Extracted records
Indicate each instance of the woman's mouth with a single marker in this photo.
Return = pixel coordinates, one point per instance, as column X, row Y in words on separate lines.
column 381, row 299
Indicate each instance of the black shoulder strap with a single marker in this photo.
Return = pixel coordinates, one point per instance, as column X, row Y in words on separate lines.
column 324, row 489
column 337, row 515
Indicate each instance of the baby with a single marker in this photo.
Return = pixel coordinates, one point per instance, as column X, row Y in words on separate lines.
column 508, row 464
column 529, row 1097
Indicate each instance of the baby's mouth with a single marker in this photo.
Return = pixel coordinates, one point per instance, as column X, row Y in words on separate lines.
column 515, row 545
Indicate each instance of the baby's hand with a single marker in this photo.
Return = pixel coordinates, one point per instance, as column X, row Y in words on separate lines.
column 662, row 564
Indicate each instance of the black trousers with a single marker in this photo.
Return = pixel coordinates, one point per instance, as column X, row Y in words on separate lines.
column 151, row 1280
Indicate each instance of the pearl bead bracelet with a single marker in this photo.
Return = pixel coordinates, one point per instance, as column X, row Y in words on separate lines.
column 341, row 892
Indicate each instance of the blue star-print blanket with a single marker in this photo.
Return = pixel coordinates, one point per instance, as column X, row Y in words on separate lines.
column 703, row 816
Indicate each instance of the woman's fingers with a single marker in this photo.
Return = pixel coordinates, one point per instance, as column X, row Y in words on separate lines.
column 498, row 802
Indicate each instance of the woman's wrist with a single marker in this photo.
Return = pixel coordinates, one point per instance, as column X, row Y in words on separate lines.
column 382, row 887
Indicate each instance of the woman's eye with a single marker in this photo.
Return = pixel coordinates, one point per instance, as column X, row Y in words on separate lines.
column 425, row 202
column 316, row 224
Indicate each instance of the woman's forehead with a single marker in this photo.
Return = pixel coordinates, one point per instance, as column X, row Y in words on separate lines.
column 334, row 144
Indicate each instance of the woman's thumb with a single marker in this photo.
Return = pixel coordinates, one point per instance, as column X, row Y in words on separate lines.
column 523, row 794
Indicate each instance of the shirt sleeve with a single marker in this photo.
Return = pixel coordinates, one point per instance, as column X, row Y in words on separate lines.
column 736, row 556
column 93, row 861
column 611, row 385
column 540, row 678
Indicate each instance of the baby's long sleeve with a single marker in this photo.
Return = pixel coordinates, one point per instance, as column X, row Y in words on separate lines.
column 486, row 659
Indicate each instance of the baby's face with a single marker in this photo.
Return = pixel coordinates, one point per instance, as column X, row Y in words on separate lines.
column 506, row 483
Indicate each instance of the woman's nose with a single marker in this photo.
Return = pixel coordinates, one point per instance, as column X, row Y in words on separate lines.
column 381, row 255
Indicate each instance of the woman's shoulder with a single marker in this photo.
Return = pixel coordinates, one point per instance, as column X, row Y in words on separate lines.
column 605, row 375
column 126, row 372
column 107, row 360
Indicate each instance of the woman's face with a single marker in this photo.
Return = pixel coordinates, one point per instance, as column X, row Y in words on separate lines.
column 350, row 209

==

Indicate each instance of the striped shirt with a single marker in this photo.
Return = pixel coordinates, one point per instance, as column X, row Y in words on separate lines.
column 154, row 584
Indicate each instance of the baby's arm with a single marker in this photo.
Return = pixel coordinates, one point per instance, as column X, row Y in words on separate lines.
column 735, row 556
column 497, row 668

_PROBLEM TO SOLVE_
Determine how many lines in the records above have the string "sleeve". Only the number should be returned.

_THE ANSWER_
2